TASK BRIEF → Copy the records below in full, keeping each word as it is but omitting the pictures.

[Image point grounding data]
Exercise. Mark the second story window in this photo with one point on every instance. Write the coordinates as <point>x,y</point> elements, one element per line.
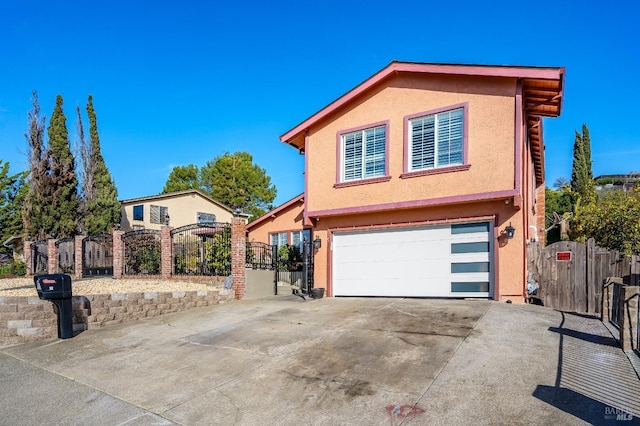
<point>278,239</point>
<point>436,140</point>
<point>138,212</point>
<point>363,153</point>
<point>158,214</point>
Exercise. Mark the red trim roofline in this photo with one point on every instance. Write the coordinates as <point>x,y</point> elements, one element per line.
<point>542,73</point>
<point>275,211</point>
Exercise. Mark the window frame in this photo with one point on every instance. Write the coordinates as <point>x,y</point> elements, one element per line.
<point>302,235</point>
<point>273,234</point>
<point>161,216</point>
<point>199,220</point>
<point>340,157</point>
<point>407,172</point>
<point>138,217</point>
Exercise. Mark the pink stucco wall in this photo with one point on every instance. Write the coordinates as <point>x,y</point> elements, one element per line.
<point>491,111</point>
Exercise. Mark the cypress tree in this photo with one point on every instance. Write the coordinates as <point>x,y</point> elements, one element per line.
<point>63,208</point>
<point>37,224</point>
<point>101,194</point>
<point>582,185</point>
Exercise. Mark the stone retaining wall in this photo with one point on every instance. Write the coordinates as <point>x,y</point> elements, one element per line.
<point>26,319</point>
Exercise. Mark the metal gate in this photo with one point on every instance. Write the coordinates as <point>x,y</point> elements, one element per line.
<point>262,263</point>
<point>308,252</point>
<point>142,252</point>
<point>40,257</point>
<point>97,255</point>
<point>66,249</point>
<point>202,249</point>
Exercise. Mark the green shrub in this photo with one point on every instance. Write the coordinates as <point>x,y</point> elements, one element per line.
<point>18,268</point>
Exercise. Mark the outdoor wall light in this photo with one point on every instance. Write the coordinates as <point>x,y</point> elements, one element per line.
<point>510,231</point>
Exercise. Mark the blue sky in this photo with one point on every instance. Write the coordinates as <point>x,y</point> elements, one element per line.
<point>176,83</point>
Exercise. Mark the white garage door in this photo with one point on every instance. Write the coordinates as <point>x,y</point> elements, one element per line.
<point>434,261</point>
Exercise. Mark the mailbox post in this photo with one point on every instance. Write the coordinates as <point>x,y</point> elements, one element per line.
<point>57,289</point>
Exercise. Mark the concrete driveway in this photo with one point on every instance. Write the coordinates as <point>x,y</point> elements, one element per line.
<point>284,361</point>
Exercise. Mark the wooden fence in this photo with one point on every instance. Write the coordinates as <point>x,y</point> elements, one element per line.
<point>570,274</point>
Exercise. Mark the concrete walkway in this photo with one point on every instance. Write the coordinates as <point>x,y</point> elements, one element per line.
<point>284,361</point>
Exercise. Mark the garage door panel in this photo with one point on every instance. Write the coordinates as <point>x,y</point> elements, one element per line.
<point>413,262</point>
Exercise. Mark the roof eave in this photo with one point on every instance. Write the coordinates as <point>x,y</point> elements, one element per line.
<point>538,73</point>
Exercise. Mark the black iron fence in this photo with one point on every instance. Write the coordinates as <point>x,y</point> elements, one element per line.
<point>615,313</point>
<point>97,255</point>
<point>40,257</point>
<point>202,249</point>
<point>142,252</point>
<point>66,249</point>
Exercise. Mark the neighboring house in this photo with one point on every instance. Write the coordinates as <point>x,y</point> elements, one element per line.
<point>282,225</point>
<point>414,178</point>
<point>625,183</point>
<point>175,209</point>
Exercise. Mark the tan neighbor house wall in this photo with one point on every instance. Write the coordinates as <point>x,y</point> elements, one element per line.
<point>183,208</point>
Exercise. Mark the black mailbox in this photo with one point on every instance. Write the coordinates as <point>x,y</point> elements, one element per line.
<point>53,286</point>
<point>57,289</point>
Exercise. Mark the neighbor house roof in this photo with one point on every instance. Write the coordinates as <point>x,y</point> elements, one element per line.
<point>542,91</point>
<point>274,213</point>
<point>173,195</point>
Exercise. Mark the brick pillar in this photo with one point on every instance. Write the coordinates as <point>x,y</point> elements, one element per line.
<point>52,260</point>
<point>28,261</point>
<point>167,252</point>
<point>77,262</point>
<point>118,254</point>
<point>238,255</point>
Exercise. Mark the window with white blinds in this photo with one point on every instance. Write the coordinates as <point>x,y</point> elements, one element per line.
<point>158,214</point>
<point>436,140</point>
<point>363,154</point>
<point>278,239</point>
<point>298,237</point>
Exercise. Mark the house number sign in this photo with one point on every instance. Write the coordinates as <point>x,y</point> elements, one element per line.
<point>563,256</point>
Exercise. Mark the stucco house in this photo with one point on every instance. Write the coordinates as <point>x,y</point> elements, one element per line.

ANSWER BOX →
Exercise. Mark the second story window in this photo with one point on every instance. Write the coordinates as <point>x,y</point> elements, one element per line.
<point>278,239</point>
<point>436,140</point>
<point>138,212</point>
<point>363,153</point>
<point>158,214</point>
Exercise. Mark the red trim roofline in this photo with one point on every instance. Write the coordinates as <point>x,y</point> elements, one element per line.
<point>542,73</point>
<point>275,211</point>
Exercise. Mark the window frame in this photo with one point on every instance. Write the coordinates as <point>x,y</point> elements, one element per line.
<point>302,235</point>
<point>273,234</point>
<point>161,216</point>
<point>199,220</point>
<point>340,157</point>
<point>407,172</point>
<point>138,217</point>
Exercise. Mark the pink stucco wall in this photo with one point on every instance. Write the coordinates as <point>x,y</point> elements, one element per line.
<point>491,111</point>
Exercise. Mark the cypress tree in this photo with one point on every instance. Write the coordinates as <point>x,y</point> elements, one element per line.
<point>63,208</point>
<point>37,224</point>
<point>101,194</point>
<point>582,185</point>
Exercise. Mark the stone retaining wall in this photo with one point on every instance. Write the coordinates as <point>x,y</point> elements, one element per line.
<point>26,319</point>
Exercise. Mark the metal gate in this photo with one point on every instance. Write the coordinates as <point>x,y</point> elements, one element per line.
<point>262,263</point>
<point>308,252</point>
<point>142,252</point>
<point>40,257</point>
<point>97,255</point>
<point>66,249</point>
<point>202,249</point>
Exercise. Mark the green shrub in this photo with one point on every instance. Write the coordinates as <point>x,y</point> elements, one element per line.
<point>18,268</point>
Exercise. Mark the outdoor wall light in this photo with one point on every instance. Write the coordinates as <point>x,y</point> elements, one element per line.
<point>510,231</point>
Exercise. Mark the blue sky in this photo with one point on every instance. Write the coordinates as <point>x,y</point> elements, one element per line.
<point>176,83</point>
Exercise. Mark the white garage door in this photo with one point on every instance. Write the coordinates as <point>x,y</point> elements, one element per line.
<point>434,261</point>
Exercise. Mark the mailbox post in this photo with one point on every instance. Write the coordinates as <point>x,y</point> elements, one element per line.
<point>57,289</point>
Exercise. Mark the concrete driveway in this photo with one point on every instance. Write the coordinates as <point>x,y</point> elements, one element per line.
<point>284,361</point>
Exercise. Mark the wooden fence in this photo with one point on every instance. Write the coordinates as <point>x,y</point> elements, one element per line.
<point>570,274</point>
Exercise. Mark the concrete walkway in this photo with one point on every instance. Write the coordinates as <point>x,y</point> elements, one element per line.
<point>284,361</point>
Exercise. Mark the garage door panel in this photo with one point on every instance. Write the coordinates as <point>x,y</point> elements, one element per line.
<point>413,262</point>
Exercise. Mark the roof eave in this photo with one point on every instance. Write the coordinates as <point>x,y</point> elements, one element per line.
<point>538,73</point>
Exercise. Mark the black iron fence in this photo with one point on every instance. Write the coordinates as <point>x,y</point> elements, one element per line.
<point>615,313</point>
<point>97,255</point>
<point>40,257</point>
<point>202,249</point>
<point>142,252</point>
<point>66,249</point>
Exercise. Mark the neighboring house in this photo with one point on every instance. Write the coordinates as <point>x,y</point> elements, one element per line.
<point>282,225</point>
<point>414,178</point>
<point>625,183</point>
<point>175,209</point>
Exercise. Mark the tan neighbor house wall in this photo with one point on every instance. Write the coordinates as <point>x,y</point> elements, one element per line.
<point>183,208</point>
Exercise. Mark the black mailbox in this photo with one point on every instance. Write the coordinates as <point>x,y</point> elements, one element per line.
<point>53,286</point>
<point>57,289</point>
Exercise. Mark the neighbor house roof in this photo with one point on every instance. Write the coordinates as <point>x,y</point> elements, one element per line.
<point>542,91</point>
<point>274,213</point>
<point>173,195</point>
Exercise. Mark the brick pillar in this photo with one point on every instance. Write the coordinates as <point>x,y</point> elements, one element per line.
<point>52,260</point>
<point>28,261</point>
<point>167,252</point>
<point>77,262</point>
<point>118,254</point>
<point>238,255</point>
Exercise. Mark the window with white blinds in this photo with one point on every instance. Write the coordinates as <point>x,y</point> elements, one element per line.
<point>158,214</point>
<point>436,140</point>
<point>363,154</point>
<point>278,239</point>
<point>298,237</point>
Exercise. Mark the house number sign in this photo with one point on every instance. Write the coordinates as <point>x,y</point> elements, one element per line.
<point>563,256</point>
Exercise. Mark the stucco house in this photo with one point on every instance. Write the coordinates as <point>x,y</point> elements, one element per line.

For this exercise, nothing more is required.